[Description of the task]
Reproduce the records below with no changes, starting at their first line and ending after the line that contains "M 300 266 L". Both of those lines are included, and nothing after that line is to be copied.

[Records for processing]
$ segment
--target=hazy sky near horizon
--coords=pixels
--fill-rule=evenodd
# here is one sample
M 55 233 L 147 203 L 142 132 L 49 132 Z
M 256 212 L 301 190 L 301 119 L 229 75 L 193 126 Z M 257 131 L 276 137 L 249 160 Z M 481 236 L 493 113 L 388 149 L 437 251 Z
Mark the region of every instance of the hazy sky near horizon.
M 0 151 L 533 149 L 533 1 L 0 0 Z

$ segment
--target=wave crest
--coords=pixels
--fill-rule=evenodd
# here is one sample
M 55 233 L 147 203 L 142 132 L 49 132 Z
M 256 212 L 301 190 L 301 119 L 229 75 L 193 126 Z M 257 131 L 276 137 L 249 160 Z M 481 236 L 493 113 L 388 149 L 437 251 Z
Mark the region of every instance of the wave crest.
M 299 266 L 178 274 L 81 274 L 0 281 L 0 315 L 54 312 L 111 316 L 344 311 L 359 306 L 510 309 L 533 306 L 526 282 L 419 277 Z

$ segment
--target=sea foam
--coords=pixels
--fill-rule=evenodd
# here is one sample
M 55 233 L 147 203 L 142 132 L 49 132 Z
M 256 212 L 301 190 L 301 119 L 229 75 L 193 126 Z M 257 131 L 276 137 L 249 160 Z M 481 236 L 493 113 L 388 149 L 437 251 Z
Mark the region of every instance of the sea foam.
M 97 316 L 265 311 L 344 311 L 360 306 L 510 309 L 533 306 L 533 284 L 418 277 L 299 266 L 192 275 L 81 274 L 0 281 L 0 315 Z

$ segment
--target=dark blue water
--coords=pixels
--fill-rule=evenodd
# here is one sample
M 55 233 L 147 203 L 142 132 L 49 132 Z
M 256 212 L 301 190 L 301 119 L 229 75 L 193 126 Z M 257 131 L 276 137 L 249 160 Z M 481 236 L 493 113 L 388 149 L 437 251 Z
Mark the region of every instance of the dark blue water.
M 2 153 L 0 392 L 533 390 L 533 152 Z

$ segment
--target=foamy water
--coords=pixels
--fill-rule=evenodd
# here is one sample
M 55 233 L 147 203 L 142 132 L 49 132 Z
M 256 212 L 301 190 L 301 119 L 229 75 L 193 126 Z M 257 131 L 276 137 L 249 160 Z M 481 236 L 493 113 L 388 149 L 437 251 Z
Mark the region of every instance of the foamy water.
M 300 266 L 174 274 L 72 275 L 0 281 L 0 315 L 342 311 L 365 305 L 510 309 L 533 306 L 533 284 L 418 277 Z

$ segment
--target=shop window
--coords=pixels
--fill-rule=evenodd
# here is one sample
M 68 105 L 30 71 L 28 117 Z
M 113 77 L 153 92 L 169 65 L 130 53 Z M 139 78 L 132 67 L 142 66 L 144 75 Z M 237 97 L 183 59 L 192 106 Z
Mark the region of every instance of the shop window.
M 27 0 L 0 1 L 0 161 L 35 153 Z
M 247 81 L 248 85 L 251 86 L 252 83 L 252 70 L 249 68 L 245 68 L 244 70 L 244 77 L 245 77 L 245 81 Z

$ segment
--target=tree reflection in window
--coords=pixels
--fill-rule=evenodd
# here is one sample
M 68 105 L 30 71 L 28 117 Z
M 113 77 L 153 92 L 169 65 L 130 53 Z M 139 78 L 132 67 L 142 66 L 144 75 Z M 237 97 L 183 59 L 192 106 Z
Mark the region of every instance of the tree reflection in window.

[Task solution]
$ segment
--target=hazy sky near horizon
--coords=pixels
--fill-rule=evenodd
# here is one sample
M 55 233 L 147 203 L 142 132 L 49 132 Z
M 256 212 L 301 190 L 301 119 L 229 75 L 193 126 Z M 257 131 L 276 137 L 249 160 Z M 481 236 L 493 113 L 388 149 L 437 251 Z
Mark the region of every instance of the hazy sky near horizon.
M 0 151 L 533 149 L 533 1 L 0 0 Z

$ segment
--target=wave crest
--coords=pixels
--fill-rule=evenodd
# here is one sample
M 55 233 L 147 203 L 142 132 L 49 132 Z
M 256 212 L 301 190 L 301 119 L 229 75 L 193 126 Z M 257 131 L 276 137 L 249 160 Z M 481 236 L 493 113 L 388 149 L 437 251 Z
Mark the region of every instance of the wave crest.
M 299 266 L 178 274 L 81 274 L 0 281 L 0 315 L 54 312 L 111 316 L 344 311 L 359 306 L 510 309 L 533 306 L 526 282 L 419 277 Z

$ segment
--target=sea foam
--coords=pixels
--fill-rule=evenodd
# here is one sample
M 55 233 L 147 203 L 142 132 L 49 132 Z
M 256 212 L 301 190 L 301 119 L 229 75 L 193 126 Z M 257 131 L 276 137 L 249 160 Z M 481 236 L 493 113 L 388 149 L 437 251 Z
Mark the region of every instance of the sea foam.
M 97 316 L 265 311 L 344 311 L 360 306 L 510 309 L 533 306 L 533 284 L 418 277 L 299 266 L 192 275 L 81 274 L 0 281 L 0 315 Z

$ segment
--target=dark blue water
--coords=pixels
--fill-rule=evenodd
# here is one sample
M 55 233 L 147 203 L 142 132 L 49 132 Z
M 256 212 L 301 190 L 301 119 L 229 75 L 193 126 Z M 257 131 L 276 137 L 249 160 Z M 481 236 L 493 113 L 388 149 L 437 251 Z
Mark the region of every instance of the dark blue water.
M 2 153 L 0 392 L 533 390 L 533 152 Z

$ segment
--target=foamy water
--coords=pixels
--fill-rule=evenodd
# here is one sample
M 55 233 L 147 203 L 142 132 L 49 132 Z
M 256 212 L 301 190 L 301 119 L 229 75 L 193 126 Z M 257 131 L 276 137 L 249 160 Z M 481 236 L 493 113 L 388 149 L 437 251 Z
Mark the region of every instance of the foamy water.
M 300 266 L 174 274 L 72 275 L 0 281 L 0 315 L 342 311 L 365 305 L 510 309 L 533 306 L 533 284 L 418 277 Z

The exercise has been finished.